EXERCISE DETAILS
Which lines of the data below include the string "leaf"? Return each of them.

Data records
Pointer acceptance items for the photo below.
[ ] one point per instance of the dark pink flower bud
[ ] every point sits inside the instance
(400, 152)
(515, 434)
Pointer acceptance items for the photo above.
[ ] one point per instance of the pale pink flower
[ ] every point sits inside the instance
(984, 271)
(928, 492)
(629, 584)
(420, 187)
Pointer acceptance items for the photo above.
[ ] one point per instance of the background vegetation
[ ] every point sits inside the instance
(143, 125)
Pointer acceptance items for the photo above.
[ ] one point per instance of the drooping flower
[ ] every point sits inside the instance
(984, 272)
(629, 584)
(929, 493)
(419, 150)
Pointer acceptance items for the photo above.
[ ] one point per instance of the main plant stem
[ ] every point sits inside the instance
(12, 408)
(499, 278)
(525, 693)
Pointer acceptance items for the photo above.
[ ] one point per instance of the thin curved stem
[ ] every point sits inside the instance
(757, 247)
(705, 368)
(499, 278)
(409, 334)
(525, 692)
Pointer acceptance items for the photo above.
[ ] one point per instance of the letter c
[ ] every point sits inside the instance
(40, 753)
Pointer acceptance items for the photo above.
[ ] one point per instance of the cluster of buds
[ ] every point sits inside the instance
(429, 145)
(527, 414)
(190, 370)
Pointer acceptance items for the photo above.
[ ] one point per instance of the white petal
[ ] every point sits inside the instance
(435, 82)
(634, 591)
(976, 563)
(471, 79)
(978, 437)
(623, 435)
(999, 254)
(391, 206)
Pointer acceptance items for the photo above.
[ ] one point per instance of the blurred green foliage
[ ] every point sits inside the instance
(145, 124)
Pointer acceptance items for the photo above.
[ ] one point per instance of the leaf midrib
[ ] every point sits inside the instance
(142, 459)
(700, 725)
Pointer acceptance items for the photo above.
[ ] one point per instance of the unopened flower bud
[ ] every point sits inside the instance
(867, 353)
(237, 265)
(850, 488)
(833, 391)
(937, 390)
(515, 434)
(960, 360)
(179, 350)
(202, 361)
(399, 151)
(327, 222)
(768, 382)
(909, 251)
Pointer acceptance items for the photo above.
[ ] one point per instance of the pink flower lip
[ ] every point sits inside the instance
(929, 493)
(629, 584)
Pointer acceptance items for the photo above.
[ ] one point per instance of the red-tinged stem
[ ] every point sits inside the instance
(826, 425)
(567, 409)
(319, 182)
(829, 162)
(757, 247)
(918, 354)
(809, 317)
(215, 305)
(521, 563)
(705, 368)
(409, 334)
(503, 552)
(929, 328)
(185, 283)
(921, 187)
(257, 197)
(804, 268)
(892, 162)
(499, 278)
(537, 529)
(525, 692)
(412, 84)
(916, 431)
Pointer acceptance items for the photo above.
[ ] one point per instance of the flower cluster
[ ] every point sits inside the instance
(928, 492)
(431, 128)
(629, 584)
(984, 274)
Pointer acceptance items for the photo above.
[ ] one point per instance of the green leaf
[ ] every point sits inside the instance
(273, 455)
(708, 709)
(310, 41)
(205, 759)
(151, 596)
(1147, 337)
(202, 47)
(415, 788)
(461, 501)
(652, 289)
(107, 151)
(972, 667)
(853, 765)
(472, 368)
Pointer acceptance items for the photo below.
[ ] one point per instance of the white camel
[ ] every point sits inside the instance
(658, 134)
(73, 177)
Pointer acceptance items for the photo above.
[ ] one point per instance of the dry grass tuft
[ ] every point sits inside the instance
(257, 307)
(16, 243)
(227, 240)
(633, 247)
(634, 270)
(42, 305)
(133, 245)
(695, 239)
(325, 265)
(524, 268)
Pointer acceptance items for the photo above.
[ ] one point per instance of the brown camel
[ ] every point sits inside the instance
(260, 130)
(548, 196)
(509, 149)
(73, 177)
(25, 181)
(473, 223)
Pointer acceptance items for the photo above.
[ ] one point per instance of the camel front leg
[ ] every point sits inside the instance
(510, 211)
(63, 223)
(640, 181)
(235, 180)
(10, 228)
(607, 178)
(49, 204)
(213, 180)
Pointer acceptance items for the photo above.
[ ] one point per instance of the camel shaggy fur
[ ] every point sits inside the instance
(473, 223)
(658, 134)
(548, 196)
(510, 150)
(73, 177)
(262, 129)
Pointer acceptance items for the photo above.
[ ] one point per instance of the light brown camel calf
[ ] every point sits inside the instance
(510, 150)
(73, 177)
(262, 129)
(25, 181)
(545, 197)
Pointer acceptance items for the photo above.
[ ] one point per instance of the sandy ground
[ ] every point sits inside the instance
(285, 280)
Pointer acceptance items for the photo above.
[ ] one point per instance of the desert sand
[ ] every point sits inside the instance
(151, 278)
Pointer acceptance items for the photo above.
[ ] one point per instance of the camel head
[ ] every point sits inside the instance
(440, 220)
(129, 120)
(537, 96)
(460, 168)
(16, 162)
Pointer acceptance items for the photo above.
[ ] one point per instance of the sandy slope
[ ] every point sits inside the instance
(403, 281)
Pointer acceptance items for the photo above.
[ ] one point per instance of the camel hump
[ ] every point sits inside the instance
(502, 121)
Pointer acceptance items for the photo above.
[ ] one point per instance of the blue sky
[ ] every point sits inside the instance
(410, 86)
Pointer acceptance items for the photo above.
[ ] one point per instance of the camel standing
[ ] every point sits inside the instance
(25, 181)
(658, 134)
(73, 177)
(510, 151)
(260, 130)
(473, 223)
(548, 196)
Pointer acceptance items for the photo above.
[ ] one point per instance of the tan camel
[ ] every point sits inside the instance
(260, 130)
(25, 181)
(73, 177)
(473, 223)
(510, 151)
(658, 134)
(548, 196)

FINISHED EXERCISE
[ ] one point per instance of the leaf midrib
[ ] one point per instance of the green leaf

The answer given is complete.